Provided data:
------------------------------------------------
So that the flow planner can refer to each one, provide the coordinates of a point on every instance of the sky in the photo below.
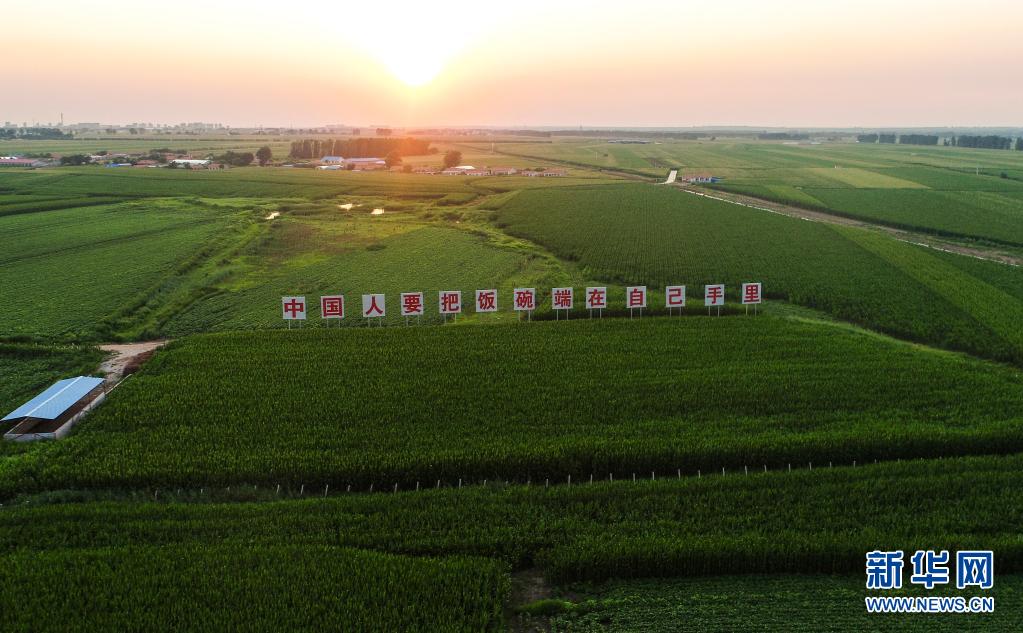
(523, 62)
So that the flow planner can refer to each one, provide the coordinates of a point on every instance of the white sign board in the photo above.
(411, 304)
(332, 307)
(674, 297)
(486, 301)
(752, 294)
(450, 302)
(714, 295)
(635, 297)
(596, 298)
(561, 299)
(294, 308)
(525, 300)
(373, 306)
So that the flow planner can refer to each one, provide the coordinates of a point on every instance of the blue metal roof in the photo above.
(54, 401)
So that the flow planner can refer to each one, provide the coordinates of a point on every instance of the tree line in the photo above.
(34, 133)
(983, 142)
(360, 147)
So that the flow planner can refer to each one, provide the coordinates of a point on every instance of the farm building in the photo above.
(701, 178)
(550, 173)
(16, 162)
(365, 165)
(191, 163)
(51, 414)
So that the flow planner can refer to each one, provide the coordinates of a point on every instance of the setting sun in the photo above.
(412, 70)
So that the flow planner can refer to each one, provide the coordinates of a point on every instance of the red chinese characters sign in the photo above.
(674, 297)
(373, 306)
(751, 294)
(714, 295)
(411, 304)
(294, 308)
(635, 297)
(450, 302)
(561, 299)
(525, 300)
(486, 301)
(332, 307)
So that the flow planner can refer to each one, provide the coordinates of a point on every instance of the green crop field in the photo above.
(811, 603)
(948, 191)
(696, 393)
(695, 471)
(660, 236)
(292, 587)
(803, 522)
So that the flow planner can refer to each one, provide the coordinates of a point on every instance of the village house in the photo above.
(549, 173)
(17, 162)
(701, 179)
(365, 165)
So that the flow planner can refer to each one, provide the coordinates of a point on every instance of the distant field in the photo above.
------------------------------------------------
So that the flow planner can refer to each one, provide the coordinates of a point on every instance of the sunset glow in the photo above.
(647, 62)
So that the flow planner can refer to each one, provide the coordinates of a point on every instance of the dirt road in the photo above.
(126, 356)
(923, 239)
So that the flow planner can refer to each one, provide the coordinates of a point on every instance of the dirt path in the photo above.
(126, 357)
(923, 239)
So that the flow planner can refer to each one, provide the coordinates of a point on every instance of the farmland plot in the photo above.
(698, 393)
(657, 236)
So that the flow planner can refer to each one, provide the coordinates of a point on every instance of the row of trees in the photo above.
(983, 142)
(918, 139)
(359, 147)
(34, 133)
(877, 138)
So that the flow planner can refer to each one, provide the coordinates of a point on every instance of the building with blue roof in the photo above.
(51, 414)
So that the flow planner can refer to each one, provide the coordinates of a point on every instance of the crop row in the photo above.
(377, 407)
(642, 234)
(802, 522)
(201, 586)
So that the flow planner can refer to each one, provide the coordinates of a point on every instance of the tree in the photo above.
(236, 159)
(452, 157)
------------------------------------------------
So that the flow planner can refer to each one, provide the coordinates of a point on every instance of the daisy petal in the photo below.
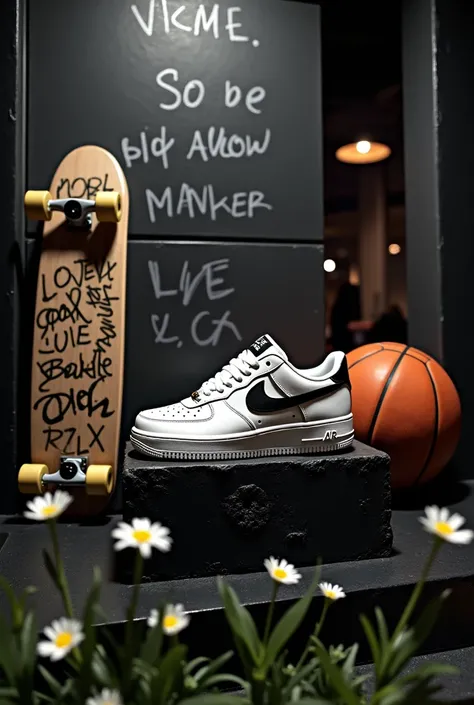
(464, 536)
------------------------------------------------
Exercise:
Please transcribe exactly the lines above from the line that has "house in the photo above." up to and including the line that has "distant field in the photo above."; no other line belongs in the answer.

Solved problem:
So that the flow planner can refer to each one, provide the coordinates of a point on every instance of the village house in the photo above.
(549, 173)
(17, 162)
(701, 179)
(365, 165)
So that the flow planner can refer to each one, provide the coordinates of a point on every instance of the distant field in the photo above.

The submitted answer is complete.